===== Given records =====

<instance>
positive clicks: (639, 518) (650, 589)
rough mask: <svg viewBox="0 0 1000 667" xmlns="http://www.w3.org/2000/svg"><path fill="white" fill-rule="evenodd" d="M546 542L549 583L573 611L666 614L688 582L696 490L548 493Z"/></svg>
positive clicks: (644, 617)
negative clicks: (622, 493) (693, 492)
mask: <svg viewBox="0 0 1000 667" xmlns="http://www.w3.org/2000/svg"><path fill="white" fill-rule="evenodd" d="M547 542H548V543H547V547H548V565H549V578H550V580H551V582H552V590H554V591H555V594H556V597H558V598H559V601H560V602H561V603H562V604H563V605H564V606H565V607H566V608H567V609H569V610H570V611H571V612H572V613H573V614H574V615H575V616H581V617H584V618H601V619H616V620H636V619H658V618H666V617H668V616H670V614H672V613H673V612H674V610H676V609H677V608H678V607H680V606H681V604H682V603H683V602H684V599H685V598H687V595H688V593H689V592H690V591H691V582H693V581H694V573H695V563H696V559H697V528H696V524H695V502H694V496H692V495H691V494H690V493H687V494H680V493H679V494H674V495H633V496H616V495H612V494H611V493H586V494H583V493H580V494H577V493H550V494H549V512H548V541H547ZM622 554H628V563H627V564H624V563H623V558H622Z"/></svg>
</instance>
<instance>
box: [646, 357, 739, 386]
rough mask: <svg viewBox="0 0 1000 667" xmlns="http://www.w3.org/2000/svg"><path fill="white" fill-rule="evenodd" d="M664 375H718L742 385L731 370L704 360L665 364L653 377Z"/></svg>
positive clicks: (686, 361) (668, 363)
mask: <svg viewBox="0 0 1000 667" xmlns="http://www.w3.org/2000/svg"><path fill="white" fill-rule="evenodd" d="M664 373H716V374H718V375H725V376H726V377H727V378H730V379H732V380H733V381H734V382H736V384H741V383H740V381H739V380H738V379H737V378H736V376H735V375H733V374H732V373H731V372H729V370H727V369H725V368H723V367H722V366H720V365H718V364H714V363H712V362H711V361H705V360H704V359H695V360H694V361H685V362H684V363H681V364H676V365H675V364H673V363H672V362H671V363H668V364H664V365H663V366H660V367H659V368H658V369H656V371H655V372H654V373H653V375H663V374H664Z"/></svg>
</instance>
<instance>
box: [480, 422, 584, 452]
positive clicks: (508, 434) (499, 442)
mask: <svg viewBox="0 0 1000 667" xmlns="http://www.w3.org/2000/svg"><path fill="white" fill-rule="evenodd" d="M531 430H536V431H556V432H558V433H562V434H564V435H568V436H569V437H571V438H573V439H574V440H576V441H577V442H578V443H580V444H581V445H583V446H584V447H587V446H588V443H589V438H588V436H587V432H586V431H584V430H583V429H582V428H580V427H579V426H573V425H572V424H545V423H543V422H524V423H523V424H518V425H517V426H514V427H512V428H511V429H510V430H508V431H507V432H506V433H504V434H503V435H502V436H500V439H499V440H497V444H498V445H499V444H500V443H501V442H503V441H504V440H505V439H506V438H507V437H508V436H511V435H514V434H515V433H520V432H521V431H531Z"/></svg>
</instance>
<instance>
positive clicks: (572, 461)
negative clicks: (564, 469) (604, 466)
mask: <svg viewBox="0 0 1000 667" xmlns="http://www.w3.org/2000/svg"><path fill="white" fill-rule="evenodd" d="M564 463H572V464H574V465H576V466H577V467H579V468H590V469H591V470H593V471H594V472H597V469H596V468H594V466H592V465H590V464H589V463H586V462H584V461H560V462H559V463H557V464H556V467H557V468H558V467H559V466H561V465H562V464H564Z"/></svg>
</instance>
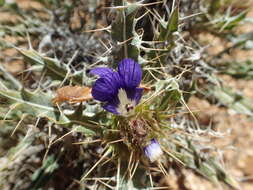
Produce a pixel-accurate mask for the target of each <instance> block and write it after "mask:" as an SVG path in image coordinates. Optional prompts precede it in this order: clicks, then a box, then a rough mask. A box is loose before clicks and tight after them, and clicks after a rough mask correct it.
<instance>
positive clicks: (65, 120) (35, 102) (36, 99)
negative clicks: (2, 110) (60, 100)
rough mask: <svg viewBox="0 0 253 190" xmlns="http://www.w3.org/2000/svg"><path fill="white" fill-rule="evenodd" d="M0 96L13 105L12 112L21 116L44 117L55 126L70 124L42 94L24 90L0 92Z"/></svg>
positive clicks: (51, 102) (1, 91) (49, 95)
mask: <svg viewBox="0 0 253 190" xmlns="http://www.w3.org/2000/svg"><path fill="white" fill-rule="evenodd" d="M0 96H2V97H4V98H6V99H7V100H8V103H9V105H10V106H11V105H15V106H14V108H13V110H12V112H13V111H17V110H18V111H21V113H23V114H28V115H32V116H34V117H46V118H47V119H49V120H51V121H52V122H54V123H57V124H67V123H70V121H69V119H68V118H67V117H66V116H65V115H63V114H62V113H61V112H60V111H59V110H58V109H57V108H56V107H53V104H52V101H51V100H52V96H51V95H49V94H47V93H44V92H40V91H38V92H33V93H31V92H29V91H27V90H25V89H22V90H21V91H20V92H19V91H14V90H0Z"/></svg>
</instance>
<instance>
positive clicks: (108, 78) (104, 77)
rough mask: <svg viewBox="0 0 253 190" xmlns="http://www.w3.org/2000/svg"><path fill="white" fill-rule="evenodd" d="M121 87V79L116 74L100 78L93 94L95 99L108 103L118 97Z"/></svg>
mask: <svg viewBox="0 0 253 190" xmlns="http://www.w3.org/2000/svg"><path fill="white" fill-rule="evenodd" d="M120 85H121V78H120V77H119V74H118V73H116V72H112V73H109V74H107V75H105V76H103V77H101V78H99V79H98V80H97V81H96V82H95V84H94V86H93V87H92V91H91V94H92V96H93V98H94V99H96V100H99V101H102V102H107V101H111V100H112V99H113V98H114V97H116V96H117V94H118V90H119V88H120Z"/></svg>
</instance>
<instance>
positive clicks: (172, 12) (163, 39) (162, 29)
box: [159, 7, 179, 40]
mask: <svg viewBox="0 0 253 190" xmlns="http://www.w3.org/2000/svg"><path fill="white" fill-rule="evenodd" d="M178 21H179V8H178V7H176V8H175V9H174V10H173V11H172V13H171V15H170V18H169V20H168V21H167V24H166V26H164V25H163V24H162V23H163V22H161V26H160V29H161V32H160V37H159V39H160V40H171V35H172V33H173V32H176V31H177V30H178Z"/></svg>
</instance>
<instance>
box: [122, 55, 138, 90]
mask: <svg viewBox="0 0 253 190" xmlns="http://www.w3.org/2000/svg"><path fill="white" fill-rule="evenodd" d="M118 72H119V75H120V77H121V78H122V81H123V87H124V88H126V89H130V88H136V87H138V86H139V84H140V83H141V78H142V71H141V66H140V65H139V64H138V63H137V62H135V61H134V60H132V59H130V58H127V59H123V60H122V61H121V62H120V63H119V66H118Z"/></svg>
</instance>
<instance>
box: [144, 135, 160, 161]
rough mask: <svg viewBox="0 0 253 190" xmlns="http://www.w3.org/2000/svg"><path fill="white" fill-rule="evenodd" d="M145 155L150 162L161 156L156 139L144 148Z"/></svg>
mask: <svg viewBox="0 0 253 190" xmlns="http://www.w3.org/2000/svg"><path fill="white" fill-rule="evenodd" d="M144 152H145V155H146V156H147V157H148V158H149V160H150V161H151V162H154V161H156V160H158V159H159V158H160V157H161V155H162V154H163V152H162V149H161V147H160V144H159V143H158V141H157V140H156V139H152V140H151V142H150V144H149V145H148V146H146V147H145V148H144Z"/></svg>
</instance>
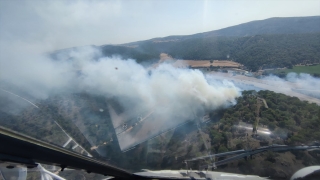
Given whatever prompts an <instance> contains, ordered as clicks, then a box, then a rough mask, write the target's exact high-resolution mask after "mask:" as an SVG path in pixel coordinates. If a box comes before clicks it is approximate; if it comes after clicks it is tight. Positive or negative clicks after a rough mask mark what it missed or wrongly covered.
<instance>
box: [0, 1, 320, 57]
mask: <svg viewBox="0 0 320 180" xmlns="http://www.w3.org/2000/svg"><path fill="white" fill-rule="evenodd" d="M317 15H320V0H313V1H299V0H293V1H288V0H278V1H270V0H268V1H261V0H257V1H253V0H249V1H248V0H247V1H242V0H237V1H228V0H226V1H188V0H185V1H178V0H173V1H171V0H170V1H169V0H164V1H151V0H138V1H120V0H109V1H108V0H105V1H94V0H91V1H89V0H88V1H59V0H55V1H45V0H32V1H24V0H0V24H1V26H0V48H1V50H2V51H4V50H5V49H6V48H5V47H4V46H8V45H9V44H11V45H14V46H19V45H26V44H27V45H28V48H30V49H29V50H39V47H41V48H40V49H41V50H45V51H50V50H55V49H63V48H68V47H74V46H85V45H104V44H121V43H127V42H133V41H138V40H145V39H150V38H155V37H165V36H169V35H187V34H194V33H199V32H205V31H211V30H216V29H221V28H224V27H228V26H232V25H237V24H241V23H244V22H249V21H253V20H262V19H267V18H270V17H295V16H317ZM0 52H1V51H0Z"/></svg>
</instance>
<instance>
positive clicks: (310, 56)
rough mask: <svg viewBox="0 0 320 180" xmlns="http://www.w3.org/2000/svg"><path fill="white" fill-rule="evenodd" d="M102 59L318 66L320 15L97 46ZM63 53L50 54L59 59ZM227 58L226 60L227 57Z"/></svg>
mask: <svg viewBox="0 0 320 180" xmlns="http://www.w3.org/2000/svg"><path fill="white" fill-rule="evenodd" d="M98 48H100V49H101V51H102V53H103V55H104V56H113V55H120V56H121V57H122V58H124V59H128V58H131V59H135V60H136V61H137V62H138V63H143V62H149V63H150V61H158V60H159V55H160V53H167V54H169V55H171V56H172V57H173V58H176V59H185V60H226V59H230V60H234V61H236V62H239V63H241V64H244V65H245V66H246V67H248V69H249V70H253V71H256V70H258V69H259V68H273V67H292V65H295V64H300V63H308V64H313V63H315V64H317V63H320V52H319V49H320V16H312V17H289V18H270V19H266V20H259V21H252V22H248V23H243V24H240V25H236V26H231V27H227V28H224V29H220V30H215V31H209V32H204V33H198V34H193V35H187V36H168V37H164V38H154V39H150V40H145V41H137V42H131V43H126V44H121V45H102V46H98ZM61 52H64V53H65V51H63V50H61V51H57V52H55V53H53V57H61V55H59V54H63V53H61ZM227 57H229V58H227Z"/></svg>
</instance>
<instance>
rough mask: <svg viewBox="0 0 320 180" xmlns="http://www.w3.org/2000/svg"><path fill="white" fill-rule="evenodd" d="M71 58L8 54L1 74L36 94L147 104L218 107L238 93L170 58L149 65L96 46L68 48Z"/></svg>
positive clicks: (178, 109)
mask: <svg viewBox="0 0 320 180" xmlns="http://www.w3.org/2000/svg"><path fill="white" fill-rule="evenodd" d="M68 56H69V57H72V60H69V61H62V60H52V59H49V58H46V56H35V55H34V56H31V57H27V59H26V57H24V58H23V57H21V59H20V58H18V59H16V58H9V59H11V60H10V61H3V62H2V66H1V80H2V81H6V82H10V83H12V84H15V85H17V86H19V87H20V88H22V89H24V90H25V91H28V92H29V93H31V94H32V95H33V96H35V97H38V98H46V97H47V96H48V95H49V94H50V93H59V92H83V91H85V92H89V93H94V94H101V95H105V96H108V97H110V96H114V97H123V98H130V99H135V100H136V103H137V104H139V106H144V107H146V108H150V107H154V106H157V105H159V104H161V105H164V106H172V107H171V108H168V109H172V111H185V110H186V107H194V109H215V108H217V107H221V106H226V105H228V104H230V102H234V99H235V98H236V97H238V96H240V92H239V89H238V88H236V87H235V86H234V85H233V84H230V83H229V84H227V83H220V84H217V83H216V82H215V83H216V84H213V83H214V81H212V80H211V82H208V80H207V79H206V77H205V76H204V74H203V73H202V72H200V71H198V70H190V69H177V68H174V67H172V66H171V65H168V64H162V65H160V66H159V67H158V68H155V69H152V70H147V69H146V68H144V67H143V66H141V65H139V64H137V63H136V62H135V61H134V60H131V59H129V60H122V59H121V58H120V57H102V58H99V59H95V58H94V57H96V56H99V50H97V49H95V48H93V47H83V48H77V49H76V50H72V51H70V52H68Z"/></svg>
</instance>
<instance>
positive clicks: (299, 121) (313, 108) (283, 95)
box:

=====

Activity: Only an exact copy of the lines from the beginning of the listing through the line with "positive clicks: (644, 617)", both included, belongs in the answer.

Solved problem:
<instance>
positive clicks: (639, 518) (650, 589)
rough mask: <svg viewBox="0 0 1000 667" xmlns="http://www.w3.org/2000/svg"><path fill="white" fill-rule="evenodd" d="M546 542L549 583L573 611L666 614L688 582L696 490L548 493Z"/></svg>
positive clicks: (644, 617)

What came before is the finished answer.